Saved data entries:
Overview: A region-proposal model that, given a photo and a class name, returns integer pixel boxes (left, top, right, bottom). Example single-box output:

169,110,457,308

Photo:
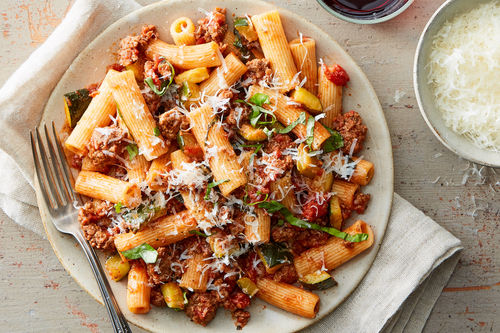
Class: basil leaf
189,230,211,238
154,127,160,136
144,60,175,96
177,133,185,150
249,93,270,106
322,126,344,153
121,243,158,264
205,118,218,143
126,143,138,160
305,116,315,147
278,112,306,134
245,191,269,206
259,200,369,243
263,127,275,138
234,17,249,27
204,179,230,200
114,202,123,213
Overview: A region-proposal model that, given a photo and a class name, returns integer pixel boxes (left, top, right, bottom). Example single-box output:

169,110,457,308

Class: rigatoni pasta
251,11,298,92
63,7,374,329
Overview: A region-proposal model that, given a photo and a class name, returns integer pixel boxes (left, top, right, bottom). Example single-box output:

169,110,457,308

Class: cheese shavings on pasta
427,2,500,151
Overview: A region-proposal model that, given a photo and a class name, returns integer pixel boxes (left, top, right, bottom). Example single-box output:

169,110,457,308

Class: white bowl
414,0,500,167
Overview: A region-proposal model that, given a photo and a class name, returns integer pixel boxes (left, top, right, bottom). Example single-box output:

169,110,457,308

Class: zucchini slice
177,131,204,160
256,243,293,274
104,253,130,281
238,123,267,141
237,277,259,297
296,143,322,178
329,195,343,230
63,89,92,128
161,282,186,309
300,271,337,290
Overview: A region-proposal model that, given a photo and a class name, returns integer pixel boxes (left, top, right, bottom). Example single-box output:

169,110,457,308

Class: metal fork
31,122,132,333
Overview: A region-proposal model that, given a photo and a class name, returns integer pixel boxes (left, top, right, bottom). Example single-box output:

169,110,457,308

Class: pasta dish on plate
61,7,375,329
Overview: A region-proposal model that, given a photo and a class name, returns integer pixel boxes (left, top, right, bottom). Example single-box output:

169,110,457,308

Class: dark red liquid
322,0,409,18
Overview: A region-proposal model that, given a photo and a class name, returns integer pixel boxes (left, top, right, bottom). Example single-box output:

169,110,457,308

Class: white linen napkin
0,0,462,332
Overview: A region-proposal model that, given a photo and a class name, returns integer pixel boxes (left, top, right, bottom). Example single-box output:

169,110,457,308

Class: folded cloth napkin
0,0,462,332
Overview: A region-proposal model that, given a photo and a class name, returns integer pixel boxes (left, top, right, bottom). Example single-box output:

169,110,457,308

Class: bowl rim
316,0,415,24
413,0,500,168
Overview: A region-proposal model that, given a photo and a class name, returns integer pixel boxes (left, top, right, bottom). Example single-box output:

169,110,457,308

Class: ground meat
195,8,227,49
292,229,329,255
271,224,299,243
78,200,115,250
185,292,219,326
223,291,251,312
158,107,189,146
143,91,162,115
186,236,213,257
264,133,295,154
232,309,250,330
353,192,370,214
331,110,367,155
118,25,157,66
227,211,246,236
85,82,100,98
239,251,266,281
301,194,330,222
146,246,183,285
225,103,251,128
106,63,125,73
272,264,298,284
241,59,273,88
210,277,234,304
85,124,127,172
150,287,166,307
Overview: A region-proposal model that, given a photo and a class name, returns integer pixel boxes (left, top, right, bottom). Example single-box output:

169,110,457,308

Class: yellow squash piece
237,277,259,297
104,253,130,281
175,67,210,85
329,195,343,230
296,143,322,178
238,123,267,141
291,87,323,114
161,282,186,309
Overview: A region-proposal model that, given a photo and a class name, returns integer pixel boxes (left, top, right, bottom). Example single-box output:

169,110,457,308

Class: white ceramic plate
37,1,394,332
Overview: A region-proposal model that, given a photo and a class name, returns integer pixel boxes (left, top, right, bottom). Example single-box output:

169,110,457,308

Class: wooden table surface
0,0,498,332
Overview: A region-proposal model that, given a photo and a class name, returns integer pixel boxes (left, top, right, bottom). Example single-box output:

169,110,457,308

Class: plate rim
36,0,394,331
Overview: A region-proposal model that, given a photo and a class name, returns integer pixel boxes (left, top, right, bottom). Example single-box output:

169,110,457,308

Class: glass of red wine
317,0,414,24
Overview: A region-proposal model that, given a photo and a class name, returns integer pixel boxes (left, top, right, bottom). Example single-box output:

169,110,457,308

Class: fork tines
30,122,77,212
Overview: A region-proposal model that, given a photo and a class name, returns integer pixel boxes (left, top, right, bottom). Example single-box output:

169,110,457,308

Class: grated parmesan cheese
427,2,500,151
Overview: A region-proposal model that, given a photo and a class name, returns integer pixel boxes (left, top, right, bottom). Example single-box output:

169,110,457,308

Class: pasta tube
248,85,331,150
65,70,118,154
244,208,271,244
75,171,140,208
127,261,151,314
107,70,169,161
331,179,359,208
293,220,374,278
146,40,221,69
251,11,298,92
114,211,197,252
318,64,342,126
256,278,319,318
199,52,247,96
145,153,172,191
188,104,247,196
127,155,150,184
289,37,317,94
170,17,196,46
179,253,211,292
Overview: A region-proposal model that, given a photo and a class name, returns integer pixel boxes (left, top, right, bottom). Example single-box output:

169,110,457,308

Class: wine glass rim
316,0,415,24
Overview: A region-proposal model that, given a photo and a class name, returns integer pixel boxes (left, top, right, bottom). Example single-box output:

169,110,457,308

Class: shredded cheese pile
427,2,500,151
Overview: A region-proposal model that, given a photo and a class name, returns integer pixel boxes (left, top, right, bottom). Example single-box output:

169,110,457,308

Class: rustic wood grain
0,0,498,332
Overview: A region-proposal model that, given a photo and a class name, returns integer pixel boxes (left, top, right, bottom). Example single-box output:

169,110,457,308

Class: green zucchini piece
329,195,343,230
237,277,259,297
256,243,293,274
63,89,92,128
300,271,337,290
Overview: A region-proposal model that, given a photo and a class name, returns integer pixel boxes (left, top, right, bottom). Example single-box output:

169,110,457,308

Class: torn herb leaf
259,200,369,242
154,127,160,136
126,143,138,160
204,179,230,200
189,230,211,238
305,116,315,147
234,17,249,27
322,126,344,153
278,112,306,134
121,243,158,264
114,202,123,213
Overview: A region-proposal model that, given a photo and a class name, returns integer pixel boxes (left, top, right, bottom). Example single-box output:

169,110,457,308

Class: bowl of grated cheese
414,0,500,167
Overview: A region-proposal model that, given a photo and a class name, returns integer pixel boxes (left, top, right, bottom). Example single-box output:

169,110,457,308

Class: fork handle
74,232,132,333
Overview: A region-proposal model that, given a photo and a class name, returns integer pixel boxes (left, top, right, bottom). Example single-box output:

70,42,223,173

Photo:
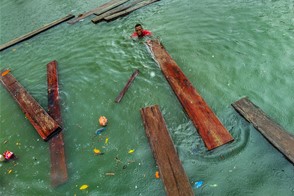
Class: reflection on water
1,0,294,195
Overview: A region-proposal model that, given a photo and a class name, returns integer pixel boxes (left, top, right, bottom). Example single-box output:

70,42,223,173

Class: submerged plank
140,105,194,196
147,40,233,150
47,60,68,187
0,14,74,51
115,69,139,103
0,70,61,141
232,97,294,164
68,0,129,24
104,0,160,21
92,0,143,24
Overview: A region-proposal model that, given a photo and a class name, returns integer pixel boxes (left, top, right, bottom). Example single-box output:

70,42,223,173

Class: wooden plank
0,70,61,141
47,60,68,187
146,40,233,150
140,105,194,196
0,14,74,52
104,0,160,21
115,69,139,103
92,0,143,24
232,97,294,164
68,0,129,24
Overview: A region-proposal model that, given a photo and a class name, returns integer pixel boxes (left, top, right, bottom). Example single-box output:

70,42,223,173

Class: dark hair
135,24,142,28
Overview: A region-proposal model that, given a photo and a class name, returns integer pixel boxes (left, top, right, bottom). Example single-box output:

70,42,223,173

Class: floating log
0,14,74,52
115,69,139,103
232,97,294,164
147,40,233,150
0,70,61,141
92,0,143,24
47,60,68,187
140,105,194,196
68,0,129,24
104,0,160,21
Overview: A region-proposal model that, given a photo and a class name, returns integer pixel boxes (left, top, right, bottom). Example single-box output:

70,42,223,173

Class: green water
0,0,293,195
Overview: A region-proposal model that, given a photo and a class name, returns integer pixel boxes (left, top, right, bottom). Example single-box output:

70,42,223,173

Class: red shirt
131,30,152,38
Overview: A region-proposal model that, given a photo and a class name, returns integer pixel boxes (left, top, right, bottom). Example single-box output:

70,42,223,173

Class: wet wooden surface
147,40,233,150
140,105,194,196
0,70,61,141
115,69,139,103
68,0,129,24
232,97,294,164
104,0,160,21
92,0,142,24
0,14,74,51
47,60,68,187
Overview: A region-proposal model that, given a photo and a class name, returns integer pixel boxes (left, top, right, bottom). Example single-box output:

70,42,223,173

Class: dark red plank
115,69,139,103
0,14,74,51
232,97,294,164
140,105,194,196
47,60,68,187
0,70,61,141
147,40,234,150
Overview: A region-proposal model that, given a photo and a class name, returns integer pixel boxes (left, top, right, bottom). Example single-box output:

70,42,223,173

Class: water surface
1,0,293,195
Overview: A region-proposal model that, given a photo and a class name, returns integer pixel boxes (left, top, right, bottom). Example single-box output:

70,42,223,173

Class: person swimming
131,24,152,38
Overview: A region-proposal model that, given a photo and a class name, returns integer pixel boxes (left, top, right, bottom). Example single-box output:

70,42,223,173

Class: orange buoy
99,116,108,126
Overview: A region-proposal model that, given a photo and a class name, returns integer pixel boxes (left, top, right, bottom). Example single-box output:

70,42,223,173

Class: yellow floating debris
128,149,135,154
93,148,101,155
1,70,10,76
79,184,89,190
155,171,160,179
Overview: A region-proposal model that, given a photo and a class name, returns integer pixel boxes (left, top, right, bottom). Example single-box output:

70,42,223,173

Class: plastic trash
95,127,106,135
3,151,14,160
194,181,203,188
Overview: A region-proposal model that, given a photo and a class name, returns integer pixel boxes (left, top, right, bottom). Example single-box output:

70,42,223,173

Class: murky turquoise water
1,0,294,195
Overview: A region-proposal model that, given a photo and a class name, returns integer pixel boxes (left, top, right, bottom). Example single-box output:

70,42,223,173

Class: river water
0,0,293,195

What is expected
Please return exactly the lines from the one containing "Class: plastic trash" through the end of the entries above, adding no other line.

Response area
Class: plastic trash
95,127,106,135
3,151,14,160
194,181,203,188
Overview: A region-proposal model that, given a photo and a class name, returns integer pixel boxes (left, top, right, bottom). Example single-box output:

70,42,223,173

Class: murky turquoise water
1,0,294,195
Overview: A region-proposal model that, given a photo and a class name, returns integer pixel boxes (left, top, right, bottom). Example single-box output:

70,42,223,173

Class: river water
0,0,293,195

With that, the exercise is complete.